> **Complete the following**:
(A) According to the article about Charlotte Abrams, what illness did she have when she was 5 years old?
(B) Reproduce the part of the article about Charlotte Abrams that starts at the words "Child of Deaf Parents Has" and stops after the words "to be deaf.".

> **Passage provided**:

Child of Deaf Parents Has Love Story She Wants All to Hear
Charlotte Abrams’ says her earliest memory is of the time when she was 5 years old, sick with scarlet fever, lying in a bed in the children’s isolation ward of a hospital. Soundproof glass separated the children from their parents and no communication was possible--except for Charlotte.
“I remember seeing my mother with eyes so filled with tears they seemed to be gushing. I was quarantined, but I was the only child whose parents could communicate with her because they used sign language.
“It was a powerful moment for me because my parents were deaf and yet I was comforted by them while the other children were distraught,” she said recently from her home in Venice.
Sixty years later, Abrams is writing a book, not about being the hearing child of deaf parents, but a love story about two people who happened to be deaf.
“After they died I wanted to hang on to them, so I started writing their story,” she says. “And it was during that process that I realized that they were meant to be together; they were a wonderful couple.”
Abrams’ father, Dummy Jordan, was known as a boxer. Dummy Jordan fought people with names like Silent Martin. He was a big man with massive fists and he was deaf from birth. Before he met Charlotte’s mother, he was a hobo traveling the boxcars, hanging out with hoods, running numbers in his native Chicago and selling bootleg liquor during Prohibition.
Jordan had a successful career as a fighter. Abrams can recall how, as a small child, she came to understand his impact on others.

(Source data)

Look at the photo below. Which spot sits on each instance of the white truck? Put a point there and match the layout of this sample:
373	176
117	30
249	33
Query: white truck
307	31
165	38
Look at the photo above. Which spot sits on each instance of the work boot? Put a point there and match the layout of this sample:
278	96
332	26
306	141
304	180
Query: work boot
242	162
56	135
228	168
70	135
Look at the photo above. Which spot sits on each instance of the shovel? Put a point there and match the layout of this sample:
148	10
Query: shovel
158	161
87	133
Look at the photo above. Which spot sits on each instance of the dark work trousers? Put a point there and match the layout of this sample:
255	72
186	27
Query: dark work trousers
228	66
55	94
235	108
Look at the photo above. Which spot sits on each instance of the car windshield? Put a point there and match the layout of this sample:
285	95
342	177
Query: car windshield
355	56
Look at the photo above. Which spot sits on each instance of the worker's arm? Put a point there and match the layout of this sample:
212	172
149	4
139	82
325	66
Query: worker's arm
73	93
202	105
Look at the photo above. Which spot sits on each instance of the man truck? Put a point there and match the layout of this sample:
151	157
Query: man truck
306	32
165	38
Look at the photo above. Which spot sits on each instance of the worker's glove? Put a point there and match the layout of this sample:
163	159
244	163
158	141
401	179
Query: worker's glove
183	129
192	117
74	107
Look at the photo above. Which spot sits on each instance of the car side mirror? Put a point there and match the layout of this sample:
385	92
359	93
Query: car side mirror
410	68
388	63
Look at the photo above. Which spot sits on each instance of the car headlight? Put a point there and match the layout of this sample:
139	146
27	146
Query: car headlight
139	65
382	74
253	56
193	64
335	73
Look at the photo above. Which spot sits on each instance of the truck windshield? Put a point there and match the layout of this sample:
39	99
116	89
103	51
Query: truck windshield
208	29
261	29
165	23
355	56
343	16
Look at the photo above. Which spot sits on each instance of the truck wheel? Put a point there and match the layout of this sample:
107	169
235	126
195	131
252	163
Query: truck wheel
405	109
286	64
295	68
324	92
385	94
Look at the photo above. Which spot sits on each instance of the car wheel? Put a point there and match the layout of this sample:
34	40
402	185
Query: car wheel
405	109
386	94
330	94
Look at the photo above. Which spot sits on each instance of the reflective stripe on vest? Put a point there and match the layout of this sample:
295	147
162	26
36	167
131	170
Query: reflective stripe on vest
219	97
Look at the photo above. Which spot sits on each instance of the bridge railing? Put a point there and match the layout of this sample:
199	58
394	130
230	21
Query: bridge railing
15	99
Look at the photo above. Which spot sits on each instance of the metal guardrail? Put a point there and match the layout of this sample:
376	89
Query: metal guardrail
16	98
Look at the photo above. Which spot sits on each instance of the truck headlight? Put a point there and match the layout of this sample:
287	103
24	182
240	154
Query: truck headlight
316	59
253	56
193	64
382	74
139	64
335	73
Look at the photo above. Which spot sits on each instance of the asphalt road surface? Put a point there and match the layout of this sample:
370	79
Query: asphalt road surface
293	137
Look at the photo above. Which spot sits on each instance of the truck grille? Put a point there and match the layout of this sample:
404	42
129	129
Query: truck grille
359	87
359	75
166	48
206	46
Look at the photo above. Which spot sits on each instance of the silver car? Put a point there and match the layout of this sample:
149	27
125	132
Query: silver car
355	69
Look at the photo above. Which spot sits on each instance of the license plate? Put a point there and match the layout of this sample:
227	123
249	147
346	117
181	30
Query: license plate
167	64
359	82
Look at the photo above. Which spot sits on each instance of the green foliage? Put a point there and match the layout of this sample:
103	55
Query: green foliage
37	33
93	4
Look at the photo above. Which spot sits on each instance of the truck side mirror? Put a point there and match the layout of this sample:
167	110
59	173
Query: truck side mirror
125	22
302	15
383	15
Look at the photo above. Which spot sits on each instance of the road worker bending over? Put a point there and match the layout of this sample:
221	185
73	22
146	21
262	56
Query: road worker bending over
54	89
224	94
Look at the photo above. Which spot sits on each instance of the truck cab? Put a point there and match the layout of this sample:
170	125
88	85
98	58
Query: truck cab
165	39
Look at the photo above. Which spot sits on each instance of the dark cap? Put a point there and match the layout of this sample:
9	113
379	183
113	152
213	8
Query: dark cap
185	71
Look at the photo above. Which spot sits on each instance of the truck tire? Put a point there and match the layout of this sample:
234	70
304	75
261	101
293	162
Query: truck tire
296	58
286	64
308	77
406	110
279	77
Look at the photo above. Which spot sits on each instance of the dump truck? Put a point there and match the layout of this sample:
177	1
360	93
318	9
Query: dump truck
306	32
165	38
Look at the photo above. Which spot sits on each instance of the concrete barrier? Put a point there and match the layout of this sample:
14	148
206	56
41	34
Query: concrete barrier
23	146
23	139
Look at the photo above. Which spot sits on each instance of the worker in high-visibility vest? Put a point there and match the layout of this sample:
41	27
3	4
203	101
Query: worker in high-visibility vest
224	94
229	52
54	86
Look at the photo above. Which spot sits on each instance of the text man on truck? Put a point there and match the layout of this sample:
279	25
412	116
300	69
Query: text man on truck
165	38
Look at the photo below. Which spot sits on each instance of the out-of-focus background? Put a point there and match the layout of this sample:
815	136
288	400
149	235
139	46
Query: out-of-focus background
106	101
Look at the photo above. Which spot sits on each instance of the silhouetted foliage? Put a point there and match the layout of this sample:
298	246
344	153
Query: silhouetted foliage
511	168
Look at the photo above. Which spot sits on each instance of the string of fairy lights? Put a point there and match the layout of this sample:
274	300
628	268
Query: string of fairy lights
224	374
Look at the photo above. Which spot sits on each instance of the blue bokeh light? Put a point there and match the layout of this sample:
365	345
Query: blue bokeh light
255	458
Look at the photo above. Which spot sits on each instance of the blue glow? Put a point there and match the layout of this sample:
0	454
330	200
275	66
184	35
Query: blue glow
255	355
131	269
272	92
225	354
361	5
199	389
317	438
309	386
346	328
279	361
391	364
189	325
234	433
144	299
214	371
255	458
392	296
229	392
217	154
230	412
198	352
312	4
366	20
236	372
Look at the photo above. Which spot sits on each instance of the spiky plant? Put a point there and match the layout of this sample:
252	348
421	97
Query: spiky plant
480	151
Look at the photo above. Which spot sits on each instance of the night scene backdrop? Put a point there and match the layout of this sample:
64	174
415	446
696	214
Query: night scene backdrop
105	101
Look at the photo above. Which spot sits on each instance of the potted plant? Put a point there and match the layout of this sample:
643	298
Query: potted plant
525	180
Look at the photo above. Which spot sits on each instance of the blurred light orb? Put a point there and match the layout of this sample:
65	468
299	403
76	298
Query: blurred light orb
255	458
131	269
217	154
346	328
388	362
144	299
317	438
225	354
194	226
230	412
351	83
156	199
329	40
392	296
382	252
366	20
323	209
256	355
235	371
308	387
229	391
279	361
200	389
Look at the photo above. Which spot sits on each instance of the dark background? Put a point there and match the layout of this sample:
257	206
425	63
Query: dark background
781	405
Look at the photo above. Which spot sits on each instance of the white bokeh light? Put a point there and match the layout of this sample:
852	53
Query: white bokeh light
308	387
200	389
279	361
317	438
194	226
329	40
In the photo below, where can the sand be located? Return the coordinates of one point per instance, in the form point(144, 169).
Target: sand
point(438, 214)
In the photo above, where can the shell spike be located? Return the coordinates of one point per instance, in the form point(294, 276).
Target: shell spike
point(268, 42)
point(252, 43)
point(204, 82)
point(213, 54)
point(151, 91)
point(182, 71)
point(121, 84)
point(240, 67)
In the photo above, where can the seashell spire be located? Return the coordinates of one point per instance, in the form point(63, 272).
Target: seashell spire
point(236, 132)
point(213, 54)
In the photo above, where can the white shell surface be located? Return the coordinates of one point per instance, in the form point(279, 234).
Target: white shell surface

> **Responses by item number**:
(A) Scarlet fever.

(B)
Child of Deaf Parents Has Love Story She Wants All to Hear
Charlotte Abrams’ says her earliest memory is of the time when she was 5 years old, sick with scarlet fever, lying in a bed in the children’s isolation ward of a hospital. Soundproof glass separated the children from their parents and no communication was possible--except for Charlotte.
“I remember seeing my mother with eyes so filled with tears they seemed to be gushing. I was quarantined, but I was the only child whose parents could communicate with her because they used sign language.
“It was a powerful moment for me because my parents were deaf and yet I was comforted by them while the other children were distraught,” she said recently from her home in Venice.
Sixty years later, Abrams is writing a book, not about being the hearing child of deaf parents, but a love story about two people who happened to be deaf.